### SUPPLIED TEXT
________

Name Kind What it does
honey core skill (always-on) the three levers, applied reflexively to every response. /honey [lite|full|ultra|off]
honey-design satellite skill for user-facing UI (landing pages, components): keeps the full rendered polish, cuts tokens by writing the design densely (CSS vars, shared classes, clamp()) — same pixels, fewer tokens
honey-review satellite skill review a diff for over-engineering + over-verbosity; terse delete-list
honey-eco satellite skill this session's CO₂ / $ / tokens saved, from the committed EcoLogits port
honey-gain satellite skill the committed benchmark scoreboard (reads bench/results/ at runtime)
honey-compress satellite skill rewrite a re-read memory file (CLAUDE.md, AGENTS.md) tersely to cut input tokens; backs up the original
honey-memory satellite skill create + maintain one committed per-project PROJECT.md so agents stop re-discovering the same facts every cold session; stores only stable, not-in-the-code context, kept honest by living in git
honey-ccr satellite skill crush huge redundant array tool output (logs, scan results) to a sampled view; lossy-but-recoverable via eso crush/retrieve
honey-hive guide skill decide when to delegate to the hive vs. work inline
hive-scout subagent (haiku, read-only) locate symbols / callers / configs; returns a compact id-keyed JSON map
hive-reviewer subagent (haiku, read-only) review a diff/files; returns columnar id-keyed JSON findings
hive-builder subagent (sonnet, ≤2 files) make a surgical edit under the ladder; returns a compact change-manifest

The hive is Lever 3 with a runtime: each subagent returns a compressed handoff,
so the result injected back into the orchestrator's context is −44–53% smaller
with zero loss (npm run bench:hive). Live, the skills hold up too — honey −86%,
honey-review −70%, hive-reviewer −43% output tokens at passing correctness
(npm run bench:skills). See bench/hive/RESULTS.md and
bench/skills/RESULTS.md.

On user-facing work — where the core skill spends tokens because polish is the
spec — honey-design keeps the same rendered polish for −19% output tokens vs no
skill (judge 92 vs 90), beating the core skill on both axes across 7 landing-page/UI
tasks. See bench/results/honey-design.md.

Honesty note. Earlier versions of this README quoted 92% / 78% / 73% quality
and −57% / −65% / −70% tokens from an unpublished run. Those don't reproduce —
the real quality spread is far narrower and the token savings are tier-dependent
(and Ponytail adds tokens on simple code). The table above is what the committed
bench/ harness actually produces; see
bench/results/combined.md for the full breakdown.

________

### DATASET EXCERPT
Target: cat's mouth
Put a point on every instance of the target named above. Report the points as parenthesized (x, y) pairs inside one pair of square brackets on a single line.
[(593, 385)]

________

### EXERCISE
Render this sentence from the honey skills text in Spanish: "The table above is what the committed bench/ harness actually produces; see bench/results/combined.md for the full breakdown."

### RESULT OF THIS EXERCISE
La tabla de arriba es lo que realmente produce el arnés de pruebas bench/ confirmado en el repositorio; consulte bench/results/combined.md para ver el desglose completo.